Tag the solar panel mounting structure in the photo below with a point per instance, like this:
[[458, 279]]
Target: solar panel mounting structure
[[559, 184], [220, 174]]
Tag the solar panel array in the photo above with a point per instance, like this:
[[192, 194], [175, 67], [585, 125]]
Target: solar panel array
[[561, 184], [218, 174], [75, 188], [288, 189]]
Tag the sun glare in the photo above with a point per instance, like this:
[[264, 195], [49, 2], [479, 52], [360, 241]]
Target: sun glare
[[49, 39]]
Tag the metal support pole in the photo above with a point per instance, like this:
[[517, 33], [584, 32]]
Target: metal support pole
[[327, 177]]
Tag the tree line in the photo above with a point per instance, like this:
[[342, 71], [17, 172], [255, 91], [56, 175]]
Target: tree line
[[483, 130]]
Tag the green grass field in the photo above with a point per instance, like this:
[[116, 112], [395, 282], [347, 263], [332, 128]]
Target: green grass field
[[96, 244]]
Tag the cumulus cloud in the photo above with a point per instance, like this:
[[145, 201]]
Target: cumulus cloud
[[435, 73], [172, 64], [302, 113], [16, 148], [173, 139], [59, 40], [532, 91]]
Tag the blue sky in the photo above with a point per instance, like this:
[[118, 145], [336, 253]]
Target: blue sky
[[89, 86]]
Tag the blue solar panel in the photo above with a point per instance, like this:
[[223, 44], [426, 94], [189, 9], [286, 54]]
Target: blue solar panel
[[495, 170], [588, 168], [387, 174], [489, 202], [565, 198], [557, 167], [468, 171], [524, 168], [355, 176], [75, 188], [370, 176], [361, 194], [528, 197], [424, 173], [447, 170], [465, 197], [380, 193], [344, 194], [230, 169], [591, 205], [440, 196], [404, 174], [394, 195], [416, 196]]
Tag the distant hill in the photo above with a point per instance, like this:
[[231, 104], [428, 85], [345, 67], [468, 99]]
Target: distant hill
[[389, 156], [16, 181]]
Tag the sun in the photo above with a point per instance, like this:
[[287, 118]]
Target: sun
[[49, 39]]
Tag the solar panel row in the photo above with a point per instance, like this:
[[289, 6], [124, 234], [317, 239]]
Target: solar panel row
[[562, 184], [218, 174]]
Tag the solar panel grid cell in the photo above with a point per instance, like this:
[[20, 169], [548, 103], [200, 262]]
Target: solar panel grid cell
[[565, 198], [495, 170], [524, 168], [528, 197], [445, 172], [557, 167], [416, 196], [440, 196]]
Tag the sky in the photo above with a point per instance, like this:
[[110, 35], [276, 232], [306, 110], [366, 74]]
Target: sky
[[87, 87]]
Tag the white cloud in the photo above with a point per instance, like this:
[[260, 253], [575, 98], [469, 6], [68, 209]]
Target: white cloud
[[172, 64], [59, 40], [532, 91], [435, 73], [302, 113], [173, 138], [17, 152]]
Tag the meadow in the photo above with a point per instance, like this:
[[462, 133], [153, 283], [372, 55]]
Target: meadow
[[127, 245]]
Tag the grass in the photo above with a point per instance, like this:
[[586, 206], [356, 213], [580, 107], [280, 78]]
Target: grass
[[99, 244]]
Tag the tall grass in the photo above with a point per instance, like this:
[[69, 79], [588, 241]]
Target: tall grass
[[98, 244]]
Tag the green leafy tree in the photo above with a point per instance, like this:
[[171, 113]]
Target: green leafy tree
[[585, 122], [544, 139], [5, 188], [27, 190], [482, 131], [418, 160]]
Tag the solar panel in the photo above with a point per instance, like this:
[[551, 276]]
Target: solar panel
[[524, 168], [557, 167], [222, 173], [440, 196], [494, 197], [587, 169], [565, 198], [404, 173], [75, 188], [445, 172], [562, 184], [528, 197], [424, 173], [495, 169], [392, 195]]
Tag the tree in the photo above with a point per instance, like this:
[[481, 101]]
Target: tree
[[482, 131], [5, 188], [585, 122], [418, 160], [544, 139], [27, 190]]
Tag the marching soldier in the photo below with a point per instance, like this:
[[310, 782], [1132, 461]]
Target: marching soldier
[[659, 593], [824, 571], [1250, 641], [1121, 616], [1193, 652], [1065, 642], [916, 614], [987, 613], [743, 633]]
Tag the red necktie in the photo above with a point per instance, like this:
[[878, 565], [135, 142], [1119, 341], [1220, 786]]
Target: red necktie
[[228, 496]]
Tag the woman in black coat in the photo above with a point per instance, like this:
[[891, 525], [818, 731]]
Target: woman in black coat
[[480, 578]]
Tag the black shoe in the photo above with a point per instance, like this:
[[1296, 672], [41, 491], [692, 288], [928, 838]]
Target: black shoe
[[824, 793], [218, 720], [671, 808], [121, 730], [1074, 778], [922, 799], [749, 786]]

EXERCISE DESCRIPTION
Every line from the one that has "Tag the green leafy" down to the last line above must be written out exactly, with both ends included and nothing else.

EXERCISE RESULT
Tag the green leafy tree in the photo above with a point per instance, like this:
[[171, 113]]
Target: green leafy tree
[[585, 122], [544, 139], [5, 188], [27, 190], [482, 131], [418, 160]]
Tag the solar panel in the photo above with a point per instance, like this:
[[551, 276]]
Target: solar panel
[[524, 168], [557, 167], [222, 173], [440, 196], [494, 197], [587, 169], [565, 198], [404, 173], [75, 188], [445, 172], [562, 184], [528, 197], [424, 173], [495, 169], [392, 195]]
Tag the tree in the photo above with a point per instance, like this:
[[481, 101]]
Target: tree
[[482, 131], [5, 188], [585, 122], [418, 160], [544, 139], [27, 190]]
Tag the marching soldier in the photo below with a point per instance, like this:
[[310, 782], [1132, 461]]
Target: marching soldier
[[659, 593], [824, 571], [1250, 641], [1121, 616], [1193, 652], [1065, 642], [916, 614], [987, 613], [743, 633]]
Tag the red necktie in the photo above with a point per instance, like this:
[[878, 565], [135, 142], [1119, 341], [1220, 786]]
Target: red necktie
[[228, 496]]
Tag the woman in black coat in the photo above with a point per instance, like this:
[[891, 525], [818, 731]]
Target: woman in black coat
[[480, 578]]
Tag the black shoe in the photo above with a point per instance, like this:
[[1296, 672], [41, 491], [692, 288], [928, 838]]
Target: black shoe
[[824, 793], [218, 720], [671, 808], [121, 730], [1074, 778], [922, 799], [749, 786]]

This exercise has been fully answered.